▶ EXERCISE:
Only the lines containing the string "railing" are needed; copy all of them from the listing.

══ EXTRACTED ENTRIES

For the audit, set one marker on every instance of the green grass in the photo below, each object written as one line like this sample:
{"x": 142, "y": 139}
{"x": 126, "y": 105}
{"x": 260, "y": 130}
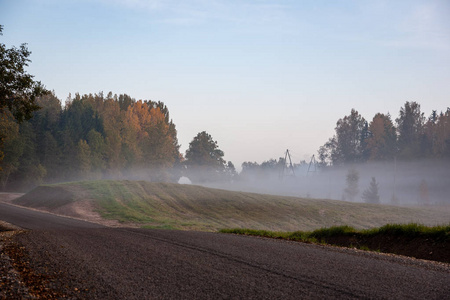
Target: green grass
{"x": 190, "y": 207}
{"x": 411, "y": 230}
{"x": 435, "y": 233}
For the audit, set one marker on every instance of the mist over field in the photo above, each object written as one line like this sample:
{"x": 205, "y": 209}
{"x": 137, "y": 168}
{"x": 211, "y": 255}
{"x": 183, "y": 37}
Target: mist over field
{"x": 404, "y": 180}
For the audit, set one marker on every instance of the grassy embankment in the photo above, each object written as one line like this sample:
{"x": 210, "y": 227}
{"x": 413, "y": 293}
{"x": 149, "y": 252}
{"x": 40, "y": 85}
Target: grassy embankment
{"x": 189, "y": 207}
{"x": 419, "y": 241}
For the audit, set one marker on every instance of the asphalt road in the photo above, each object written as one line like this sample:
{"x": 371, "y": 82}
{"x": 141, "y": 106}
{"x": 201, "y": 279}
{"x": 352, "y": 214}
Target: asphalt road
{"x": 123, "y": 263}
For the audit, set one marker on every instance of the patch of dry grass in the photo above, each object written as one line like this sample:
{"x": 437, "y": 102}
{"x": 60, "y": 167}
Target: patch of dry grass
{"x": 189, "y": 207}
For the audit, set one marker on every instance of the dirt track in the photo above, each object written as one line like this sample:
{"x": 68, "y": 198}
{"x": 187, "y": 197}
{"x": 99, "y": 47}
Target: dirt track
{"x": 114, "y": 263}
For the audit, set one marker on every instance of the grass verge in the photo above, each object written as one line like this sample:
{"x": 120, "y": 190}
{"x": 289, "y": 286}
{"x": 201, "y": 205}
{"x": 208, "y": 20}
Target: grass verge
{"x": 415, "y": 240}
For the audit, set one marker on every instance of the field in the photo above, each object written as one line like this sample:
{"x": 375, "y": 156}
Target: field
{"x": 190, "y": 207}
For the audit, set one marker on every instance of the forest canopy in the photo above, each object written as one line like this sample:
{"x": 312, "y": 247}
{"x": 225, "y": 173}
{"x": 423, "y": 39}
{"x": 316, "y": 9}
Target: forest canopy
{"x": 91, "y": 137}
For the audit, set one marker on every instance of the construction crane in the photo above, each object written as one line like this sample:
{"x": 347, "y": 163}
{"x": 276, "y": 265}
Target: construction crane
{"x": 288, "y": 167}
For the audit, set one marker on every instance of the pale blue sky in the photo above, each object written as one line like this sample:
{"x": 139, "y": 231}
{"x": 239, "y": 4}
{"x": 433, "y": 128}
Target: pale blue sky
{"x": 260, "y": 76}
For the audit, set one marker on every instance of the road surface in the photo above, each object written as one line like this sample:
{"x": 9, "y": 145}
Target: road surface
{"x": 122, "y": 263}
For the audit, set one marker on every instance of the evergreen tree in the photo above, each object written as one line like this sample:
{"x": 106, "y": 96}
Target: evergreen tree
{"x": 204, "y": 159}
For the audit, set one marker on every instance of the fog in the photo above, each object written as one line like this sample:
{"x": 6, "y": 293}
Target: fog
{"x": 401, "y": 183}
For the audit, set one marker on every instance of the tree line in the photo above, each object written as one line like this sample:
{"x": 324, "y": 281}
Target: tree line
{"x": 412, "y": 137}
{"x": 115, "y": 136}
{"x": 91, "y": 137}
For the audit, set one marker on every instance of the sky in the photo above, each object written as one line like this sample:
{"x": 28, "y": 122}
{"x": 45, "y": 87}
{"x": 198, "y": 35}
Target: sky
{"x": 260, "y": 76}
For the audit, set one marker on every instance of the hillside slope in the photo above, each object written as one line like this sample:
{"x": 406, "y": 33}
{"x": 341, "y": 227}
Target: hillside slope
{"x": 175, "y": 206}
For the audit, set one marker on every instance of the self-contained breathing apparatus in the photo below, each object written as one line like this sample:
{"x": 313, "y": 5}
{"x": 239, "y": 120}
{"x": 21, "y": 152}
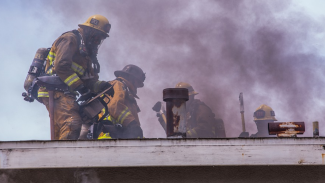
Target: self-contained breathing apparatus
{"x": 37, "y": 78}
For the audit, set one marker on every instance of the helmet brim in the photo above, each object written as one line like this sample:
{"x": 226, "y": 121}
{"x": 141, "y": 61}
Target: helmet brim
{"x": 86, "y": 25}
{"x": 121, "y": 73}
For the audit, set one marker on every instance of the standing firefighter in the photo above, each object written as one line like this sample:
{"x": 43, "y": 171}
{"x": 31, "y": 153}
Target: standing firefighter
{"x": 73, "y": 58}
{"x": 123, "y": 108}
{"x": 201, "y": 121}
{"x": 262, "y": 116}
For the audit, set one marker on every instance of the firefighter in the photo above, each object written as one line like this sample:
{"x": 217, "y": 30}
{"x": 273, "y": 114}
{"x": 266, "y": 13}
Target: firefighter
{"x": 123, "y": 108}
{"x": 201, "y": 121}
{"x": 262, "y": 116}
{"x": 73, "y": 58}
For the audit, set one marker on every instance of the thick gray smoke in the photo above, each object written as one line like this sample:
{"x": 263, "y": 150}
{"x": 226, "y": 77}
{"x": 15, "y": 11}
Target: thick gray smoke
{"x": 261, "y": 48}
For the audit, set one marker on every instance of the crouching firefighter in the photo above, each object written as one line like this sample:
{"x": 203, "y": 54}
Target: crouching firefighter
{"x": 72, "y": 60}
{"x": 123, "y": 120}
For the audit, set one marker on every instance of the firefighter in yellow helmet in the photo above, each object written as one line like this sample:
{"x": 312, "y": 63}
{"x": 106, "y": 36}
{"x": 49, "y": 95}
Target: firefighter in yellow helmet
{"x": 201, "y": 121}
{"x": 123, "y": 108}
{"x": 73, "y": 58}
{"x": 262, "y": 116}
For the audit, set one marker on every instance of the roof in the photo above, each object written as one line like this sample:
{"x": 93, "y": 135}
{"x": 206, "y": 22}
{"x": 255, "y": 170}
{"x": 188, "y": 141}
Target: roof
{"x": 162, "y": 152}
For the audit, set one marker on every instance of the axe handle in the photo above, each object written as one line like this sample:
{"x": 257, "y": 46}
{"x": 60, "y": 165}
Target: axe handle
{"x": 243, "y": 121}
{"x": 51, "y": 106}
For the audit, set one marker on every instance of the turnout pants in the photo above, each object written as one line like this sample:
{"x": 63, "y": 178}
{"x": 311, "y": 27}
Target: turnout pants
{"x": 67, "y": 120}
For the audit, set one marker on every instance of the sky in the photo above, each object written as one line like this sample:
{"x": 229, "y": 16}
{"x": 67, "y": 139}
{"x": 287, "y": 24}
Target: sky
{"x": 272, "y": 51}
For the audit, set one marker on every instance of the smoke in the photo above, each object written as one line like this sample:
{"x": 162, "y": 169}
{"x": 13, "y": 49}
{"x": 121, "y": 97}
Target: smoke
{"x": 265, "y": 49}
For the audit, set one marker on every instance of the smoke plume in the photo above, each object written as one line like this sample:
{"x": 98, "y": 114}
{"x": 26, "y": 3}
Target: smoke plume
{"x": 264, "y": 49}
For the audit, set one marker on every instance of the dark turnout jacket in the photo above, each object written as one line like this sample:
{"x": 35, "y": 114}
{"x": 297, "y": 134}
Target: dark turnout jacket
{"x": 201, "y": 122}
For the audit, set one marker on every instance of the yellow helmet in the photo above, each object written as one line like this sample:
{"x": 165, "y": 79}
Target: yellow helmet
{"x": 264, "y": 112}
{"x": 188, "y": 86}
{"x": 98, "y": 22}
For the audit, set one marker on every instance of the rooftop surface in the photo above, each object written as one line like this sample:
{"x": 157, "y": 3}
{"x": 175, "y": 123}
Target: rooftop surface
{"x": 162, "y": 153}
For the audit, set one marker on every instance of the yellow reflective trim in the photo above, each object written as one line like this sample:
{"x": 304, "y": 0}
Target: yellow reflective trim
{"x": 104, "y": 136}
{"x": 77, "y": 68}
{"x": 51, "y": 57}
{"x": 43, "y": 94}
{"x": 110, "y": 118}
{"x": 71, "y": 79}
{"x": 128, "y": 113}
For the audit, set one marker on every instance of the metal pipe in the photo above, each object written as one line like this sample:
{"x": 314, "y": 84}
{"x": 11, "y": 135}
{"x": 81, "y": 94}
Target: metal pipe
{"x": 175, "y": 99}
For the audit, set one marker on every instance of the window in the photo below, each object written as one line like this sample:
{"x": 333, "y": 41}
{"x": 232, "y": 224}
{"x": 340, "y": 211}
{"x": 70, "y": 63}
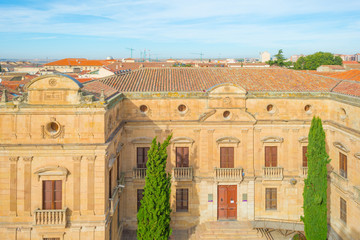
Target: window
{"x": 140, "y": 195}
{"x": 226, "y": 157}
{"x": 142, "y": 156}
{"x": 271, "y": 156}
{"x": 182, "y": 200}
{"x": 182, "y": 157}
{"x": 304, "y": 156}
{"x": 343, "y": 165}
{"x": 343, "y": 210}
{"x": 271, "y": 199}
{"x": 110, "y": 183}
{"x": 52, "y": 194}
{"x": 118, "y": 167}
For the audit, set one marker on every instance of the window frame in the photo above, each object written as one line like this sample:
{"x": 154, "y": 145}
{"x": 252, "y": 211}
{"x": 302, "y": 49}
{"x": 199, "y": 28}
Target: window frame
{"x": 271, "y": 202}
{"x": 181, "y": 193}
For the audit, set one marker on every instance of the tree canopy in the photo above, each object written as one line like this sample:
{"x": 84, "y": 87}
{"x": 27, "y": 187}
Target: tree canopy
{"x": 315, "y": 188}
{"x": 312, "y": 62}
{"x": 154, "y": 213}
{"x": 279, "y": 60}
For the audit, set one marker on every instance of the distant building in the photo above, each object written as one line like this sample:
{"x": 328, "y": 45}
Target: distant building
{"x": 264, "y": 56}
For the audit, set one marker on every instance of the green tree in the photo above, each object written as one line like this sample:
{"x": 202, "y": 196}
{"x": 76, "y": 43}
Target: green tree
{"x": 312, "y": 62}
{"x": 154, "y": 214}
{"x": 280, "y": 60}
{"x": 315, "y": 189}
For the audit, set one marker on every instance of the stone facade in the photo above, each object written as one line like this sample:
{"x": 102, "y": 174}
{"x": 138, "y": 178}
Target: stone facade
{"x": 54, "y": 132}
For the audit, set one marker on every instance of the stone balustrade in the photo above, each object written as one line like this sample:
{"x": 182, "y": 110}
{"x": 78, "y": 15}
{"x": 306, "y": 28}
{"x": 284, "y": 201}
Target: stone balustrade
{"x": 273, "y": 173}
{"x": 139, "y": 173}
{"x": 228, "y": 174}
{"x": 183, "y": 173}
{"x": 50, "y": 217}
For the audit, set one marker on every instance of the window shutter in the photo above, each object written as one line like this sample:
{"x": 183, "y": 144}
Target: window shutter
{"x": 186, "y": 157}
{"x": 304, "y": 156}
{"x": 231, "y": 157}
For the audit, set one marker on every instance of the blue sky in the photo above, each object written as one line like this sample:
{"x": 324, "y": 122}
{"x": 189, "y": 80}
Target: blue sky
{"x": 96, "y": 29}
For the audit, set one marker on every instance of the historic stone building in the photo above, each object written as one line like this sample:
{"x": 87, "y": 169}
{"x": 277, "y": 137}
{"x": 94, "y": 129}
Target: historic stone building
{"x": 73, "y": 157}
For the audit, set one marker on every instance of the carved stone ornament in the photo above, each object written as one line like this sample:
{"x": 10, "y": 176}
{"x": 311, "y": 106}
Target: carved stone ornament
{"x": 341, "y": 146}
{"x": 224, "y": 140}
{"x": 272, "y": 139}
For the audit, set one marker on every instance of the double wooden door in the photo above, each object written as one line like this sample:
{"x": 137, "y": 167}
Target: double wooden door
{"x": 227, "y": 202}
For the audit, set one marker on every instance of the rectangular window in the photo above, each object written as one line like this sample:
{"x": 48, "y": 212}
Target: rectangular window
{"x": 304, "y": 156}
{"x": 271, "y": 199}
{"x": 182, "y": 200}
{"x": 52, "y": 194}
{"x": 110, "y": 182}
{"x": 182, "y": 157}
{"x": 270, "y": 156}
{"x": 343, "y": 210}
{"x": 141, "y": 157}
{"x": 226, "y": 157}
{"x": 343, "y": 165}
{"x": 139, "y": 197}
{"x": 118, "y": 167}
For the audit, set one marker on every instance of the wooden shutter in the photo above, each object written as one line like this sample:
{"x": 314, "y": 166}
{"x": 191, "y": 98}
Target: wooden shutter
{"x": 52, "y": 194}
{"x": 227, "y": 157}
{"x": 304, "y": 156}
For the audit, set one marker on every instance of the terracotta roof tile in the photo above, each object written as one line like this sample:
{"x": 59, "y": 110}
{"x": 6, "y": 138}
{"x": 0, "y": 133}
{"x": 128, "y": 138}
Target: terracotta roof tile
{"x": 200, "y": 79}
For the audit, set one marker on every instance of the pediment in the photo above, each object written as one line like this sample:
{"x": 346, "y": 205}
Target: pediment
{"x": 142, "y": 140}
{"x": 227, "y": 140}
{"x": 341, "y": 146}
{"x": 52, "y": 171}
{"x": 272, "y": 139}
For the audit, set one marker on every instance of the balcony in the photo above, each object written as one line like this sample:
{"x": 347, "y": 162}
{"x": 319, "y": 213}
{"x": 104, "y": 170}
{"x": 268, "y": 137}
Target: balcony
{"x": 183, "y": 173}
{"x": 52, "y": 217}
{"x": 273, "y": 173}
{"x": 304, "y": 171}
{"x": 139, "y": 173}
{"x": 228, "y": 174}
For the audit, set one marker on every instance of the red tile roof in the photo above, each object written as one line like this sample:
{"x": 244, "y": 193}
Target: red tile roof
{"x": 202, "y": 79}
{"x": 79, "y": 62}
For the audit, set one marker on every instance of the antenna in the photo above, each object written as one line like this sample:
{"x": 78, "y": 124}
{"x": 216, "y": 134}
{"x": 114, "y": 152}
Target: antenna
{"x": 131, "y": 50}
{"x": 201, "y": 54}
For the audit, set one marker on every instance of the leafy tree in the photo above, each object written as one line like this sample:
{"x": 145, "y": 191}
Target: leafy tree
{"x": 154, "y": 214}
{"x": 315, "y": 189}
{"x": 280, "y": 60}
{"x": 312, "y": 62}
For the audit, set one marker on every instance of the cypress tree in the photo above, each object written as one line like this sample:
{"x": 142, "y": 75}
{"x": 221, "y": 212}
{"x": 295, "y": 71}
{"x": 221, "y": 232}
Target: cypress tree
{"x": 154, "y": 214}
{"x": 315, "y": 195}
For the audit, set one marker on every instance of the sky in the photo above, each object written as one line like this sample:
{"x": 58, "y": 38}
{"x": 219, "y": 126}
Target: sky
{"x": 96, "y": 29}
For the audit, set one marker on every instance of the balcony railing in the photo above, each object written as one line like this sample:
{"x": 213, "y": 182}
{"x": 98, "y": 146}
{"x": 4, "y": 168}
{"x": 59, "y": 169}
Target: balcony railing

════

▶ TASK SOLUTION:
For the audit, set one marker on every instance of the balcony railing in the photo above, each object written as one line like this sample:
Target: balcony railing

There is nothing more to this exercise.